**WORK TO DO**:
Write out exactly the lines below that run from the line containing "of the high-visibility" through the last line of the records.

**EXERCISE MATERIALS**:
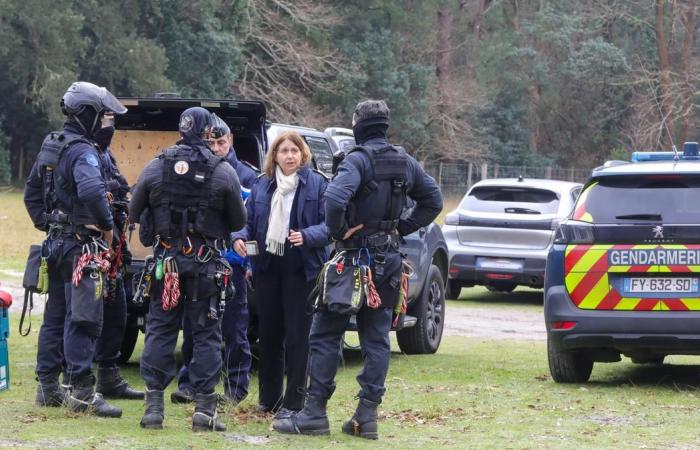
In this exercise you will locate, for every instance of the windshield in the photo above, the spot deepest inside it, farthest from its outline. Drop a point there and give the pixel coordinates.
(661, 198)
(511, 199)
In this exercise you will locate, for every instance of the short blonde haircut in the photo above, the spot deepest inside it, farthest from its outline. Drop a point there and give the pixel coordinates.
(270, 163)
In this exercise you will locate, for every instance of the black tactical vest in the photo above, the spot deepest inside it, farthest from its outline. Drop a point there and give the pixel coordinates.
(58, 190)
(186, 206)
(379, 202)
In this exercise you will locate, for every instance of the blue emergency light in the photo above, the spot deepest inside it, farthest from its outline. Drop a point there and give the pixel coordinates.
(690, 151)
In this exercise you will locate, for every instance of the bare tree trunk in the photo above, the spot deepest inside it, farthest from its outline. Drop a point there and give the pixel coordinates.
(442, 64)
(665, 75)
(686, 55)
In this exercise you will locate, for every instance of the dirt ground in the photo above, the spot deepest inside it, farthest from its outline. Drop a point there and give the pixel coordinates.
(495, 323)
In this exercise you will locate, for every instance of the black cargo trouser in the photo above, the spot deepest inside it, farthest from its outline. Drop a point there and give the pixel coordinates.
(158, 366)
(57, 331)
(109, 343)
(373, 327)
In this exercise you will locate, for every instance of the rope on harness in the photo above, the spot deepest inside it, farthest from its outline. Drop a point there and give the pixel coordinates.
(118, 258)
(404, 296)
(373, 300)
(171, 285)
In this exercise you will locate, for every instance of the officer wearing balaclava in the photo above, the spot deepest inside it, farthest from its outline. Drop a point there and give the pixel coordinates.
(195, 200)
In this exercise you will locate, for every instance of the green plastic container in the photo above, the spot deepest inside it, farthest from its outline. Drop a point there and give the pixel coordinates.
(4, 366)
(4, 323)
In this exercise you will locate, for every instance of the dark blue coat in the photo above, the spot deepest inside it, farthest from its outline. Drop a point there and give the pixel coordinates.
(79, 163)
(246, 175)
(310, 218)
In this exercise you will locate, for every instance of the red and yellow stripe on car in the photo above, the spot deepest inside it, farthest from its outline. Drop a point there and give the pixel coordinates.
(588, 269)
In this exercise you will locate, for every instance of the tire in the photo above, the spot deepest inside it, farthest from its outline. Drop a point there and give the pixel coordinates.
(501, 286)
(131, 335)
(568, 366)
(453, 290)
(424, 337)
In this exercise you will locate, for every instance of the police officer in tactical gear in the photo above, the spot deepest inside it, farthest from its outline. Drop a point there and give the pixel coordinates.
(109, 381)
(363, 213)
(195, 200)
(237, 358)
(65, 196)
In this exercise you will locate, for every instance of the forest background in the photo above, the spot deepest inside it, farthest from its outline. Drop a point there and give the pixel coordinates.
(568, 83)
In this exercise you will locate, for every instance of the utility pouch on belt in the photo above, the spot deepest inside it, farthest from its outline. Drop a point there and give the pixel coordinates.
(340, 286)
(33, 283)
(86, 301)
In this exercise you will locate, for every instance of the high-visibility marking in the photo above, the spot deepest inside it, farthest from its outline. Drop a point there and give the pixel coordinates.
(588, 284)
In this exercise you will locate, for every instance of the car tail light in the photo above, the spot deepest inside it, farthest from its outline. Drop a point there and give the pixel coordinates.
(452, 219)
(566, 325)
(572, 232)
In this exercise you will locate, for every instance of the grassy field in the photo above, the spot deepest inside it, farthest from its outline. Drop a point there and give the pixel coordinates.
(471, 394)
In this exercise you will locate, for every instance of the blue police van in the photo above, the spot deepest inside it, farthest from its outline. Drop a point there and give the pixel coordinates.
(150, 126)
(623, 275)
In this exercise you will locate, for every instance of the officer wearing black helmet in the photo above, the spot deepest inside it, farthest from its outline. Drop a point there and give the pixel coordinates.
(65, 196)
(195, 200)
(364, 202)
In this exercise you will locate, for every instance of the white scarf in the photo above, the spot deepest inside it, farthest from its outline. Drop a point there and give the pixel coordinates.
(278, 226)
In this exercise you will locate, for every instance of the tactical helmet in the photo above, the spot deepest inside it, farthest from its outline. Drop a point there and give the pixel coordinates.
(81, 94)
(219, 127)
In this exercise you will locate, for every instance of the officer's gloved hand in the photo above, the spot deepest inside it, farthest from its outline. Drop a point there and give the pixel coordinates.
(404, 228)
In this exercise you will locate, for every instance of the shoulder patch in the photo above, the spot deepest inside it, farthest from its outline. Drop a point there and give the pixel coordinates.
(91, 159)
(255, 169)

**IN RESPONSE**:
In this exercise you will locate, for every instance of the high-visibility marking in the photo above, the spot deepest inside it, farthest from its outline. Drop a point there and give the pixel coordinates.
(588, 284)
In this exercise you will locate, for every instance of the car tail light in the photo above, the spot deepest inside it, farthest from its outline. Drop a point there and give the pixel coordinates.
(452, 219)
(566, 325)
(572, 232)
In this exercise you will locate, for every instance of the grassy field in the photo above, the spot deepest inside it, farthest from its outline. Drop a point there and give the pixel coordinates.
(471, 394)
In this exercise you will locate, for every instance of the blue police van in the photo above, the spot deepest inside it, farthest from its outline. Drop a point there and give the pixel coordinates.
(150, 126)
(623, 275)
In this exercise you will locate, for every instance of the officer wearing black helmet in the photo above, the spot deepest inside it, farthest from its outline. Drop a point there and give the pixel coordinates.
(65, 196)
(195, 200)
(364, 202)
In this exercise you will locate, for every instance of the white scarf in the photo above, the spot deepest inside it, farthest from its outline. Drop a point there and give the pixel coordinates.
(278, 226)
In this exercise you will locate, for every instance of the tactical helmet in the photo above, the spot deepest inside it, farthest from its outline. Drop a point there and give the pixel coordinates.
(81, 94)
(219, 127)
In this exercise you will locate, for every instance of the officer's gloved hand in the photo above, the spot deepest inside it, farthest from its outline. Drop a point there and give the pixel coordinates.
(404, 228)
In this exercise you will locate, for every instance of the shoulder patch in the photo above, the spot deepest inside it, farthest from its outline. Drop a point there and give the pixel coordinates.
(91, 159)
(255, 169)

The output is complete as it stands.